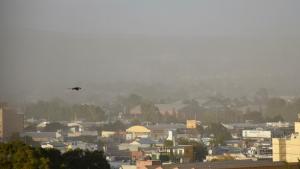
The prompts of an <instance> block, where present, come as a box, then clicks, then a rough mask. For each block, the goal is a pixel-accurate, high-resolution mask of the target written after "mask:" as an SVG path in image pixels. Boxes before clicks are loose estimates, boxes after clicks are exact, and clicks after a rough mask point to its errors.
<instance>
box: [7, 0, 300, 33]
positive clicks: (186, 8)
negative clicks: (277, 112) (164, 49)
mask: <svg viewBox="0 0 300 169" xmlns="http://www.w3.org/2000/svg"><path fill="white" fill-rule="evenodd" d="M4 1H5V0H4ZM6 6H7V8H5V9H6V10H7V12H6V13H7V15H9V16H10V18H11V19H12V18H13V19H16V22H17V23H16V25H18V26H20V27H21V28H29V29H35V30H49V31H59V32H74V33H89V34H90V33H97V34H144V35H176V36H178V35H189V36H197V35H199V36H210V35H211V36H219V35H221V36H223V35H234V36H261V35H264V36H266V35H276V36H295V35H297V36H299V35H300V33H299V29H300V19H299V13H300V10H299V9H300V1H298V0H226V1H224V0H201V1H199V0H189V1H182V0H163V1H162V0H151V1H149V0H119V1H116V0H46V1H41V0H26V1H24V0H9V3H6V4H5V7H6ZM3 9H4V8H3Z"/></svg>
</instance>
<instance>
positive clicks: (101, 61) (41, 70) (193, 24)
mask: <svg viewBox="0 0 300 169" xmlns="http://www.w3.org/2000/svg"><path fill="white" fill-rule="evenodd" d="M0 9H1V10H0V19H1V24H0V35H1V53H0V54H1V58H0V59H1V60H0V76H1V81H0V83H1V89H0V96H1V97H0V100H1V99H2V100H6V99H7V98H9V97H11V96H13V97H14V98H16V97H21V96H22V97H23V96H32V95H34V96H43V95H46V94H45V93H43V91H44V90H45V89H51V91H49V92H48V94H49V93H51V94H52V95H51V96H53V95H55V94H57V93H58V94H61V93H62V92H61V91H62V88H63V89H65V88H66V87H69V86H72V85H86V84H91V83H105V82H108V81H126V80H127V81H132V80H136V81H145V82H154V81H155V82H165V81H169V82H172V81H174V80H178V79H195V78H196V79H201V78H202V79H203V78H204V77H209V76H219V75H222V76H226V77H227V76H231V75H232V76H237V75H241V76H245V75H250V76H259V75H270V76H274V75H276V76H277V75H278V76H281V77H282V76H284V77H286V78H287V79H288V81H287V83H286V84H285V85H287V84H288V85H292V84H294V85H295V86H296V87H295V86H294V87H293V88H297V84H296V82H299V81H296V80H297V79H299V78H297V77H298V76H297V75H298V72H299V71H300V70H299V68H298V67H299V66H298V63H300V46H299V45H300V31H299V30H300V1H299V0H188V1H183V0H147V1H146V0H119V1H114V0H105V1H104V0H1V2H0ZM4 35H5V36H4ZM3 37H4V38H3ZM187 81H188V80H187ZM257 81H258V82H257V83H258V86H259V85H261V86H264V85H266V84H267V83H265V82H261V83H259V82H260V81H259V80H257ZM278 86H280V84H278ZM264 87H265V86H264ZM286 87H291V86H286ZM46 93H47V92H46Z"/></svg>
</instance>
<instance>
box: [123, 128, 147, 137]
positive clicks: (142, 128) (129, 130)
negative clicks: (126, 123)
mask: <svg viewBox="0 0 300 169" xmlns="http://www.w3.org/2000/svg"><path fill="white" fill-rule="evenodd" d="M150 133H151V130H149V129H148V128H146V127H144V126H132V127H130V128H128V129H126V140H134V139H136V138H147V137H149V135H150Z"/></svg>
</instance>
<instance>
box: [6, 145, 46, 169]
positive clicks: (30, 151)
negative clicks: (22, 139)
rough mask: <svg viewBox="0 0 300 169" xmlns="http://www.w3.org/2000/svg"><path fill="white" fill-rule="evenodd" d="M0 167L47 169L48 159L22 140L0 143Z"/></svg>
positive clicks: (11, 168) (8, 168)
mask: <svg viewBox="0 0 300 169" xmlns="http://www.w3.org/2000/svg"><path fill="white" fill-rule="evenodd" d="M0 166H1V169H28V168H30V169H49V160H48V159H47V158H44V157H42V156H41V154H40V153H39V152H38V151H36V149H35V148H32V147H30V146H28V145H26V144H24V143H22V142H19V141H16V142H11V143H1V144H0Z"/></svg>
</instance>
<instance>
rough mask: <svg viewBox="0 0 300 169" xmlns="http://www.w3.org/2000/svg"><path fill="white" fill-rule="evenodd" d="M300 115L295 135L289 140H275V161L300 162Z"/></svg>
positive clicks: (289, 137) (274, 154)
mask: <svg viewBox="0 0 300 169" xmlns="http://www.w3.org/2000/svg"><path fill="white" fill-rule="evenodd" d="M299 134H300V114H298V121H296V122H295V133H294V134H292V135H291V136H290V137H289V138H273V139H272V145H273V161H286V162H289V163H290V162H298V160H299V159H300V135H299Z"/></svg>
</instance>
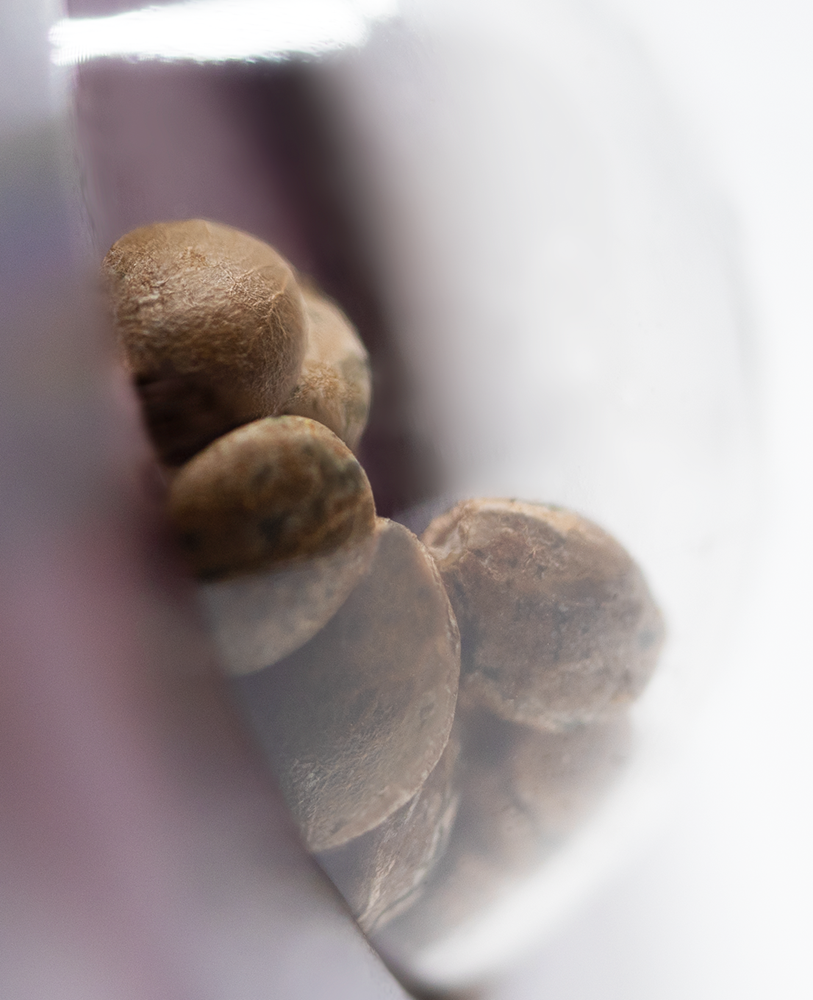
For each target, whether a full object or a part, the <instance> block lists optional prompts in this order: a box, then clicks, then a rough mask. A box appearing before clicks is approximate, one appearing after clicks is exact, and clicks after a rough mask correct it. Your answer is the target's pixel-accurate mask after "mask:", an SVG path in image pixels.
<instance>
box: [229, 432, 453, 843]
mask: <svg viewBox="0 0 813 1000" xmlns="http://www.w3.org/2000/svg"><path fill="white" fill-rule="evenodd" d="M290 419H296V418H290ZM376 539H377V545H376V551H375V554H374V556H373V559H372V563H371V565H370V569H369V571H368V572H367V574H366V575H365V577H364V578H363V579H362V581H361V583H359V585H358V586H357V587H356V588H355V590H353V592H352V593H351V594H350V596H349V597H348V598H347V600H346V601H345V603H344V604H343V605H342V607H341V608H340V609H339V611H338V612H337V613H336V614H335V615H334V616H333V618H332V619H331V620H330V621H329V622H328V624H327V625H326V626H325V627H324V628H323V629H322V631H321V632H319V633H318V634H317V635H316V636H315V637H314V638H313V639H311V641H310V642H308V643H306V644H305V645H304V646H302V647H301V648H300V649H298V650H297V651H296V652H295V653H293V654H292V655H291V656H289V657H287V658H286V659H284V660H282V661H281V662H279V663H277V664H276V665H275V666H273V667H272V668H270V669H268V670H262V671H260V672H259V673H255V674H251V675H250V676H248V677H241V678H239V679H237V680H236V681H234V690H235V694H236V696H237V698H238V700H239V702H240V704H241V705H242V706H243V708H244V709H245V712H246V714H247V716H248V718H249V721H250V723H251V724H252V726H253V729H254V731H255V733H256V734H257V736H258V738H259V740H260V743H261V745H262V747H263V749H264V751H265V753H266V755H267V757H268V758H269V760H270V762H271V764H272V766H273V769H274V771H275V773H276V776H277V780H278V781H279V784H280V787H281V789H282V792H283V794H284V796H285V798H286V800H287V802H288V806H289V808H290V809H291V812H292V814H293V816H294V818H295V820H296V821H297V823H298V824H299V827H300V830H301V832H302V836H303V838H304V841H305V843H306V845H307V847H308V848H309V849H310V850H311V851H325V850H328V849H330V848H332V847H338V846H339V845H340V844H344V843H346V842H347V841H348V840H351V839H352V838H354V837H359V836H361V835H362V834H364V833H366V832H367V831H368V830H372V829H373V827H376V826H378V825H379V824H380V823H382V822H383V821H384V820H385V819H386V818H387V817H388V816H390V815H392V813H394V812H395V810H396V809H400V807H401V806H403V805H404V804H405V803H406V802H408V801H409V799H411V798H412V796H414V795H415V794H416V793H417V792H418V790H419V789H420V788H421V786H422V785H423V783H424V781H425V780H426V778H427V777H428V775H429V773H430V772H431V770H432V768H433V767H434V766H435V765H436V764H437V762H438V760H439V759H440V755H441V754H442V752H443V750H444V748H445V746H446V743H447V741H448V738H449V732H450V730H451V727H452V719H453V716H454V709H455V702H456V697H457V684H458V678H459V672H460V646H459V637H458V631H457V625H456V624H455V621H454V616H453V615H452V611H451V608H450V606H449V601H448V598H447V596H446V592H445V590H444V588H443V584H442V583H441V581H440V577H439V576H438V573H437V569H436V568H435V565H434V563H433V561H432V558H431V556H430V555H429V553H428V552H427V551H426V549H425V548H424V547H423V545H421V543H420V542H419V541H418V539H417V538H415V536H414V535H413V534H412V533H411V532H409V531H407V529H406V528H403V527H402V526H401V525H399V524H395V523H394V522H392V521H386V520H383V519H380V520H379V521H378V524H377V530H376Z"/></svg>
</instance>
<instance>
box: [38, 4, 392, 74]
mask: <svg viewBox="0 0 813 1000" xmlns="http://www.w3.org/2000/svg"><path fill="white" fill-rule="evenodd" d="M395 8H396V4H395V2H394V0H343V2H342V0H340V2H336V0H187V2H185V3H177V4H167V5H165V6H158V7H143V8H141V9H139V10H128V11H124V12H123V13H119V14H110V15H107V16H106V17H84V18H70V17H68V18H63V19H62V20H61V21H59V22H58V23H57V24H55V25H54V27H53V28H52V29H51V32H50V35H49V39H50V42H51V45H52V47H53V49H52V59H53V61H54V63H55V64H56V65H57V66H71V65H74V64H75V63H81V62H84V61H86V60H88V59H94V58H100V57H121V56H124V57H131V58H136V59H169V60H173V59H190V60H194V61H196V62H223V61H225V60H229V59H246V60H251V59H272V60H273V59H282V58H286V57H290V56H292V55H316V54H322V53H325V52H332V51H334V50H336V49H341V48H344V47H345V46H349V45H361V44H362V43H363V42H364V39H365V38H366V36H367V33H368V32H369V30H370V27H371V25H372V23H373V22H374V21H375V20H377V19H379V18H382V17H387V16H390V15H391V14H393V12H394V10H395Z"/></svg>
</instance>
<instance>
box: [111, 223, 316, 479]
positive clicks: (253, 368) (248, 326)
mask: <svg viewBox="0 0 813 1000" xmlns="http://www.w3.org/2000/svg"><path fill="white" fill-rule="evenodd" d="M103 270H104V274H105V276H106V278H107V281H108V284H109V289H110V295H111V298H112V304H113V313H114V320H115V325H116V329H117V331H118V336H119V340H120V343H121V346H122V349H123V353H124V356H125V360H126V364H127V366H128V368H129V370H130V372H131V374H132V377H133V380H134V382H135V384H136V387H137V389H138V392H139V395H140V397H141V402H142V407H143V412H144V419H145V422H146V425H147V429H148V431H149V434H150V437H151V438H152V440H153V443H154V445H155V447H156V450H157V452H158V455H159V458H160V459H161V461H163V462H164V463H165V464H167V465H181V464H182V463H183V462H185V461H186V460H187V459H188V458H190V457H191V456H192V455H194V454H195V453H196V452H197V451H200V449H201V448H203V447H205V446H206V445H207V444H209V443H210V442H211V441H213V440H214V439H215V438H217V437H219V436H220V435H221V434H224V433H226V432H227V431H230V430H232V429H233V428H234V427H238V426H239V425H241V424H245V423H248V422H249V421H251V420H256V419H257V418H259V417H264V416H270V415H273V414H275V413H277V412H279V410H280V407H281V406H282V404H283V403H284V402H285V401H286V399H288V397H289V396H290V395H291V392H292V391H293V389H294V387H295V386H296V383H297V380H298V378H299V374H300V369H301V366H302V359H303V357H304V354H305V338H306V332H305V317H304V311H303V309H304V307H303V303H302V296H301V293H300V291H299V288H298V285H297V283H296V279H295V278H294V274H293V271H292V270H291V268H290V267H289V265H288V264H287V263H286V262H285V261H284V260H283V258H282V257H280V255H279V254H278V253H277V252H276V251H275V250H273V249H272V248H271V247H270V246H268V245H267V244H266V243H263V242H262V241H261V240H258V239H256V238H255V237H253V236H249V235H248V234H247V233H243V232H240V231H239V230H237V229H232V228H231V227H229V226H223V225H219V224H216V223H213V222H205V221H203V220H201V219H190V220H187V221H184V222H165V223H156V224H154V225H150V226H144V227H142V228H140V229H134V230H133V231H132V232H130V233H127V235H126V236H123V237H122V238H121V239H120V240H118V242H116V243H115V244H114V245H113V247H112V248H111V249H110V251H109V252H108V254H107V256H106V257H105V259H104V264H103Z"/></svg>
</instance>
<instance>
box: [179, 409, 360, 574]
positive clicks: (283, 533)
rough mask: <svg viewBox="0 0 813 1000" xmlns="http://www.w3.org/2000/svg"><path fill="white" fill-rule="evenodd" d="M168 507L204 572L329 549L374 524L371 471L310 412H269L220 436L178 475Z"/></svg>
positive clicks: (359, 540)
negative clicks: (368, 481)
mask: <svg viewBox="0 0 813 1000" xmlns="http://www.w3.org/2000/svg"><path fill="white" fill-rule="evenodd" d="M169 515H170V519H171V521H172V523H173V524H174V526H175V528H176V530H177V532H178V537H179V539H180V543H181V546H182V548H183V550H184V553H185V555H186V557H187V559H188V562H189V564H190V567H191V568H192V571H193V573H194V574H195V576H197V577H198V578H199V579H202V580H221V579H226V578H230V577H236V576H241V575H244V574H246V573H254V572H260V571H262V570H266V569H270V568H273V567H278V568H281V567H283V566H286V565H290V564H295V563H301V562H303V561H305V560H308V559H312V558H314V557H316V556H322V555H328V554H330V553H331V552H336V551H338V550H339V549H342V548H345V547H347V546H353V545H356V544H358V543H359V542H361V541H362V540H363V539H365V538H367V537H369V536H370V535H371V534H372V532H373V529H374V527H375V504H374V501H373V495H372V491H371V490H370V484H369V482H368V481H367V477H366V475H365V474H364V470H363V469H362V468H361V466H360V465H359V463H358V462H357V461H356V458H355V456H354V455H353V453H352V452H351V451H350V449H349V448H348V447H347V445H345V444H343V443H342V442H341V441H340V440H339V439H338V438H337V437H336V435H335V434H334V433H333V432H332V431H329V430H328V429H327V427H324V426H323V425H322V424H319V423H317V422H316V421H315V420H308V419H306V418H305V417H266V418H265V419H264V420H256V421H254V422H253V423H251V424H247V425H246V426H245V427H238V428H237V430H235V431H232V432H231V433H230V434H226V435H224V436H223V437H221V438H218V440H217V441H215V442H214V443H212V444H210V445H209V446H208V448H206V449H204V450H203V451H202V452H200V453H199V454H197V455H196V456H195V457H194V458H193V459H191V460H190V461H189V462H187V464H186V465H184V466H183V467H182V468H181V469H180V471H179V472H178V474H177V475H176V476H175V478H174V480H173V481H172V485H171V487H170V493H169Z"/></svg>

● ● ● ● ● ● ●

• EXERCISE GOAL
Give the exact lines, and only those, from the line containing "negative clicks: (22, 139)" through the line containing "115L295 135L289 140H275V161L300" in the entries above.

• SOLUTION BELOW
negative clicks: (22, 139)
rough mask: <svg viewBox="0 0 300 169" xmlns="http://www.w3.org/2000/svg"><path fill="white" fill-rule="evenodd" d="M0 167L47 169L48 159L22 140L0 143Z"/></svg>
positive clicks: (11, 168) (8, 168)
mask: <svg viewBox="0 0 300 169" xmlns="http://www.w3.org/2000/svg"><path fill="white" fill-rule="evenodd" d="M0 166H1V169H28V168H30V169H49V160H48V159H47V158H44V157H42V156H41V154H40V153H39V152H38V151H36V149H35V148H32V147H30V146H28V145H26V144H24V143H22V142H19V141H16V142H11V143H1V144H0Z"/></svg>
</instance>
<instance>
rough mask: <svg viewBox="0 0 300 169" xmlns="http://www.w3.org/2000/svg"><path fill="white" fill-rule="evenodd" d="M300 115L295 135L289 140H275V161L300 162Z"/></svg>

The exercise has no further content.